*DOCUMENT TEXT:*
* start *

Guidance for 2015 is maintained as follows:

 

            Implied
    2014   2015   Year over Year
    Actuals   Guidance   Change
Revenue    $1.22 billion     $1.300 - $1.330 billion     +6.5% to +8.5% 
             
Adjusted EBITDA    $179.4 million     $195 - $205 million     +8.7% to +14.3% 
             
Implied Adjusted EBITDA Margin   14.7%   15.0% to 15.4%   +35 to 75 basis points
             
Adjusted EBITDA Available for            
General Capital Purposes    $98.8 million     $109 - $119 million     +10.3% to +20.4% 

 

Consolidated revenue for the first quarter of 2015 was $302.2 million, an increase of 10.0%, compared to $274.9 million in the first quarter of 2014. Adjusted EBITDA for the first quarter of 2015 was $31.2 million compared to $35.8 million in the first quarter of 2014. Net loss attributable to MDC Partners in the first quarter was ($32.1) million compared to a loss of ($8.8) million in the first quarter of 2014. Loss per share from continuing operations attributable to MDC Partners common shareholders for the first quarter of 2015 was ($0.52) compared to a loss of ($0.17) per share in the first quarter of 2014. Adjusted EBITDA Available for General Capital Purposes was $10.3 million in the first quarter of 2015 compared to $20.5 million in the first quarter of 2014.

 

David Doft, CFO of MDC Partners, said, “This was a solid performance this quarter despite continued currency headwinds that negatively impacted reported revenue by two percent and the previously disclosed timing of revenue recognition for some of our larger, more complicated pieces of new business. Notwithstanding these factors, the year is very much on track with our projections as we expect profitability growth to accelerate as the year progresses. Our business is strong and we remain highly focused on executing the strategic and financial framework that we have previously presented, which we are confident will drive increasing value to our shareholders over time.”

* end *

*DATA SECTION:*
* start *

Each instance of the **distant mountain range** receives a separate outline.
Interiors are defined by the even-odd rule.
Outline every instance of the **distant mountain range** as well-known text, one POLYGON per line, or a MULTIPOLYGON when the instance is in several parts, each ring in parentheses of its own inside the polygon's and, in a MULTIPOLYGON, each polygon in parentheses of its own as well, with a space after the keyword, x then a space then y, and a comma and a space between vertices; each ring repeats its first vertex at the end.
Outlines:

* end *

*REQUIREMENTS:*
A: In the MDC Partners earnings excerpt, what was the consolidated revenue for the first quarter of 2015?
B: For each statement, answer yes or no on whether it agrees with the MDC Partners earnings excerpt, and quote the deciding words: (i) Adjusted EBITDA rose in the first quarter of 2015 compared with the first quarter of 2014. (ii) Currency headwinds cut reported revenue by two percent this quarter. (iii) Revenue guidance for 2015 is $1.300 to $1.330 billion.
C: Extend the MDC Partners earnings excerpt past its final sentence.

*EXPECTED ANSWERS:*
A: $302.2 million

B:
(i) No: "Adjusted EBITDA for the first quarter of 2015 was $31.2 million compared to $35.8 million in the first quarter of 2014."
(ii) Yes: "continued currency headwinds that negatively impacted reported revenue by two percent"
(iii) Yes: "$1.300 - $1.330 billion"

C:
 

Perquisite Repayment; Implementation of New Policies and Procedures

 

MDC Partners is committed to the highest standards of corporate governance and transparency in its reporting practices. Since October 5, 2014, the Company has been actively cooperating with the production of documents for review by the Securities and Exchange Commission (the “SEC”) pursuant to a Subpoena. In connection with this production of documents, the Company formed a Special Committee of independent directors to review certain matters relating to the reimbursement of expenses incurred by the CEO. The Special Committee is being advised by Bruch Hanna LLP, as special independent advisor, and by Simpson Thacher & Bartlett LLP, as legal counsel. The Special Committee, through its counsel, received full cooperation from Company management and Board members, reviewed and analyzed thousands of documents, emails and other accounting information, and interviewed several individuals.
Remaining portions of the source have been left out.